On the other side, though:
The one advantage that Imake has over @command{configure}:
@file{Imakefile}s tend to be much shorter (likewise, less redundant)
than @file{Makefile.in}s. There is a fix to this, however---at least
for the Kerberos V5 tree, we've modified things to call in common
@file{post.in} and @file{pre.in} @file{Makefile} fragments for the
entire tree. This means that a lot of common things don't have to be
duplicated, even though they normally are in @command{configure} setups.
@end quotation
@c ===================================================== History of Autoconf.
@node History
@chapter History of Autoconf
You may be wondering, Why was Autoconf originally written? How did it
get into its present form? (Why does it look like gorilla spit?) If
you're not wondering, then this chapter contains no information useful
to you, and you might as well skip it. If you @emph{are} wondering,
then let there be light@dots{}
@menu
* Genesis:: Prehistory and naming of @command{configure}
* Exodus:: The plagues of M4 and Perl
* Leviticus:: The priestly code of portability arrives
* Numbers:: Growth and contributors
* Deuteronomy:: Approaching the promises of easy configuration
@end menu
@node Genesis
@section Genesis
In June 1991 I was maintaining many of the @sc{gnu} utilities for the
Free Software Foundation. As they were ported to more platforms and
more programs were added, the number of @option{-D} options that users
had to select in the @file{Makefile} (around 20) became burdensome.
Especially for me---I had to test each new release on a bunch of
different systems. So I wrote a little shell script to guess some of
the correct settings for the fileutils package, and released it as part
of fileutils 2.0. That @command{configure} script worked well enough that
the next month I adapted it (by hand) to create similar @command{configure}
scripts for several other @sc{gnu} utilities packages. Brian Berliner
also adapted one of my scripts for his @sc{cvs} revision control system.
Later that summer, I learned that Richard Stallman and Richard Pixley
were developing similar scripts to use in the @sc{gnu} compiler tools;
so I adapted my @command{configure} scripts to support their evolving
interface: using the file name @file{Makefile.in} as the templates;
adding @samp{+srcdir}, the first option (of many); and creating
@file{config.status} files.

* [Provided material]:
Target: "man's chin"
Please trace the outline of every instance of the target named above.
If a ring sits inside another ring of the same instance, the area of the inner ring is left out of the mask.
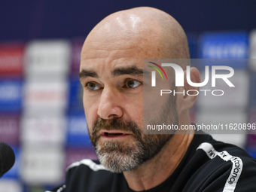
[[[143,163],[144,153],[135,144],[108,142],[96,149],[101,164],[113,172],[132,171]]]

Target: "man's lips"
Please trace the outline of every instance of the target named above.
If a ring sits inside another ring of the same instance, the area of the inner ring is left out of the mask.
[[[99,135],[105,139],[116,139],[130,136],[131,133],[120,130],[100,130]]]

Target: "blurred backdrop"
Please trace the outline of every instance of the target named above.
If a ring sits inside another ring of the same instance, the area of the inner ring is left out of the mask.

* [Try it]: Please carry on the text about the history of Autoconf from its last sentence. The rows have nothing to do with the text about the history of Autoconf.

* [Output of the exercise]:
@node Exodus
@section Exodus
As I got feedback from users, I incorporated many improvements, using
Emacs to search and replace, cut and paste, similar changes in each of
the scripts. As I adapted more @sc{gnu} utilities packages to use
@command{configure} scripts, updating them all by hand became impractical.
Rich Murphey, the maintainer of the @sc{gnu} graphics utilities, sent me
mail saying that the @command{configure} scripts were great, and asking if
I had a tool for generating them that I could send him. No, I thought,
but I should! So I started to work out how to generate them. And the
journey from the slavery of hand-written @command{configure} scripts to the
abundance and ease of Autoconf began.
Cygnus @command{configure}, which was being developed at around that time,
is table driven; it is meant to deal mainly with a discrete number of
system types with a small number of mainly unguessable features (such as
details of the object file format). The automatic configuration system
that Brian Fox had developed for Bash takes a similar approach. For
general use, it seems to me a hopeless cause to try to maintain an
up-to-date database of which features each variant of each operating
system has. It's easier and more reliable to check for most features on
the fly---especially on hybrid systems that people have hacked on
locally or that have patches from vendors installed.
I considered using an architecture similar to that of Cygnus
@command{configure}, where there is a single @command{configure} script that
reads pieces of @file{configure.in} when run. But I didn't want to have
to distribute all of the feature tests with every package, so I settled
on having a different @command{configure} made from each
@file{configure.in} by a preprocessor. That approach also offered more
control and flexibility.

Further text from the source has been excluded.